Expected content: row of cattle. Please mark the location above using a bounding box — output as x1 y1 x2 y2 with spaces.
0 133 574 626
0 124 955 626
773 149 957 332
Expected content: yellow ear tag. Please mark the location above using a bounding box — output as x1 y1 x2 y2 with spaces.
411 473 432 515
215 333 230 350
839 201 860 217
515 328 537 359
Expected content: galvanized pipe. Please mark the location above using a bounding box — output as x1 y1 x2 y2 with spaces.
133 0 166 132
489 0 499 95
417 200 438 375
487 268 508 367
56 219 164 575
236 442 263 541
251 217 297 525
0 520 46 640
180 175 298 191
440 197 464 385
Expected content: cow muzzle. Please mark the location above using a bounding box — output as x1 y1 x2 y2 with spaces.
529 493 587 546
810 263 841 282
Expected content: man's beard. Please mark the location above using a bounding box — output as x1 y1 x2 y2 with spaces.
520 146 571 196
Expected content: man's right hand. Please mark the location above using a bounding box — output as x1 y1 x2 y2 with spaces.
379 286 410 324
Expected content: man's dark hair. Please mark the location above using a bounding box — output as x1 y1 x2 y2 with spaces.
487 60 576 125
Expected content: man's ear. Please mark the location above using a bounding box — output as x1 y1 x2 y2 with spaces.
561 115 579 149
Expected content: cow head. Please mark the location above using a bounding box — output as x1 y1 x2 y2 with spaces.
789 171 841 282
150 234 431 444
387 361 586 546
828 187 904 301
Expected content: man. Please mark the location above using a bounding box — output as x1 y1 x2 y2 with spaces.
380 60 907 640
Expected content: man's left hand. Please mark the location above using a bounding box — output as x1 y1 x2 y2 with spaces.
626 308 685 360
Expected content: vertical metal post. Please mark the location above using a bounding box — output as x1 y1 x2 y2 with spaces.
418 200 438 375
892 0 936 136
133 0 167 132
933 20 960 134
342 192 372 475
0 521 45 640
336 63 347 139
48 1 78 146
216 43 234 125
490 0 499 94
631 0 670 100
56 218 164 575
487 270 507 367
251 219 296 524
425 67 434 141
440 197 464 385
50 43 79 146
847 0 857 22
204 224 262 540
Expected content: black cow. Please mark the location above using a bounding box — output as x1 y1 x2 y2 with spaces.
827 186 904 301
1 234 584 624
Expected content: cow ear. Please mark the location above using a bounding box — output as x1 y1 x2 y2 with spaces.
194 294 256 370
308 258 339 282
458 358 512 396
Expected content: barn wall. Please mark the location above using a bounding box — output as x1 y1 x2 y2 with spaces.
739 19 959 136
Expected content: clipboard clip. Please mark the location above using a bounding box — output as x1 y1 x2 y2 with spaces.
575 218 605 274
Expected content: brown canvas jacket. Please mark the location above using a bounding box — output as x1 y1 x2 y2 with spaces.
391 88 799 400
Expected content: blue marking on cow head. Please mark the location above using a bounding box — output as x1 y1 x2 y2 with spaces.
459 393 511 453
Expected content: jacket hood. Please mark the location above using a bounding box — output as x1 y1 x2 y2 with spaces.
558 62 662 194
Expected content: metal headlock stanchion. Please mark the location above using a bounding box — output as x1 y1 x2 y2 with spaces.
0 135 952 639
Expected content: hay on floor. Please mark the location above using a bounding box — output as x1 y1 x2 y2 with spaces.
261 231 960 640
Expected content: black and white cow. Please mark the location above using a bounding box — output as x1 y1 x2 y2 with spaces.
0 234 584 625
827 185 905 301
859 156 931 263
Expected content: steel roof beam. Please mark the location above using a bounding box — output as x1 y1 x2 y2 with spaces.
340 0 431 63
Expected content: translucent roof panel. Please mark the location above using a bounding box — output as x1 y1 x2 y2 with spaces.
++++++++++++++++++++
■ What you will do
Set down each line of the data precisely as it appears above.

■ Solution to the exercise
Expected content: row of cattle. Please mark the location above using a bounding box — output as x1 y1 x2 y2 with spaces.
0 133 574 626
0 124 955 626
773 149 957 332
Expected content: yellow ear tag. Please mark the location above using a bounding box — output as x1 y1 x2 y2 with spaces.
411 473 432 515
215 333 230 350
839 201 860 217
515 328 537 359
Expected content: galvanized pipe. Please mark the location above using a bounding box — output as x1 y1 x2 y2 with spaces.
133 0 166 132
489 0 499 95
417 200 438 375
487 268 508 367
56 219 164 575
236 442 263 541
251 217 297 525
0 520 46 640
180 175 298 191
440 197 464 385
Expected content: cow muzzle. Please mark the location above using a bounding box — output as x1 y1 x2 y2 with spaces.
529 493 587 546
810 263 841 282
Expected content: man's beard. Please mark the location above using a bounding box — output as x1 y1 x2 y2 with spaces.
520 146 571 196
Expected content: man's right hand. Please mark the location above using a bounding box — output as x1 y1 x2 y2 with spaces.
379 286 410 324
Expected content: man's dark hair. Please mark the location above using a bounding box — output as x1 y1 x2 y2 with spaces.
487 60 576 125
Expected content: man's ear. Please mark the location above using a bounding box — output as x1 y1 x2 y2 with spaces.
561 115 579 149
Expected content: cow head. Please mark the location above using a bounding box — output as x1 y1 x2 y2 with spaces.
789 171 841 282
150 234 431 444
387 361 586 546
828 187 904 301
Expected content: man. Please mark the location above using a bounding box — output as x1 y1 x2 y2 with spaces.
380 60 907 640
Expected content: man's left hand. Please mark the location above using a bounding box — output as x1 y1 x2 y2 with spaces.
626 308 685 360
Expected content: vertical metal post. Please mark the location above using a bounding box — output as x1 y1 x2 y2 with spaces.
418 200 438 375
892 0 936 136
133 0 167 132
933 20 960 134
342 192 372 475
0 521 45 640
336 63 347 139
48 1 78 146
216 43 234 125
490 0 499 94
631 0 670 100
56 218 164 575
487 270 507 367
251 219 296 524
425 67 434 141
440 197 464 385
50 43 79 146
847 0 857 22
204 224 262 540
Expected content: black cow. Please mark the location above using a bounding box — output as x1 y1 x2 y2 with spaces.
827 186 904 301
1 234 584 624
Expected content: cow ear. Please mark the location above using a bounding box — output as x1 y1 x2 y2 with spaces.
194 294 256 370
308 258 339 282
458 358 512 396
Expected content: barn wall. Please mark the location above using a bounding box — output as x1 y1 x2 y2 with spaces.
739 19 959 136
Expected content: clipboard clip. Please mark the location above using a bounding box — output as x1 y1 x2 y2 with spaces.
575 218 605 274
Expected content: brown canvas jacket. Please mark the location above using a bounding box — output as x1 y1 x2 y2 with spaces.
391 88 799 400
Expected content: blue marking on cow head. Please mark the location above using a bounding box — output as x1 y1 x2 y2 with spaces.
459 393 511 453
Expected content: jacket hood. Please mark the location above using a bounding box — output as x1 y1 x2 y2 with spaces.
558 62 662 194
Expected content: metal headlock stanchion. Please mark the location above using a bounding box — output as x1 y1 x2 y2 with spaces.
0 135 952 639
Expected content: hay on floor. Please mark the location above using a bounding box — output as x1 y1 x2 y2 with spaces.
261 231 960 640
Expected content: black and white cow. Please mark the location above using a bounding box — output as x1 y1 x2 y2 with spaces.
0 234 584 625
827 185 905 301
859 156 931 263
Expected content: steel roof beam. Please mark the location above using a bounding box — output as x1 y1 x2 y2 with spaces.
340 0 431 63
Expected content: translucent roof panel. Please mark the location above using a bounding box — output as x1 y1 x2 y2 with spaces.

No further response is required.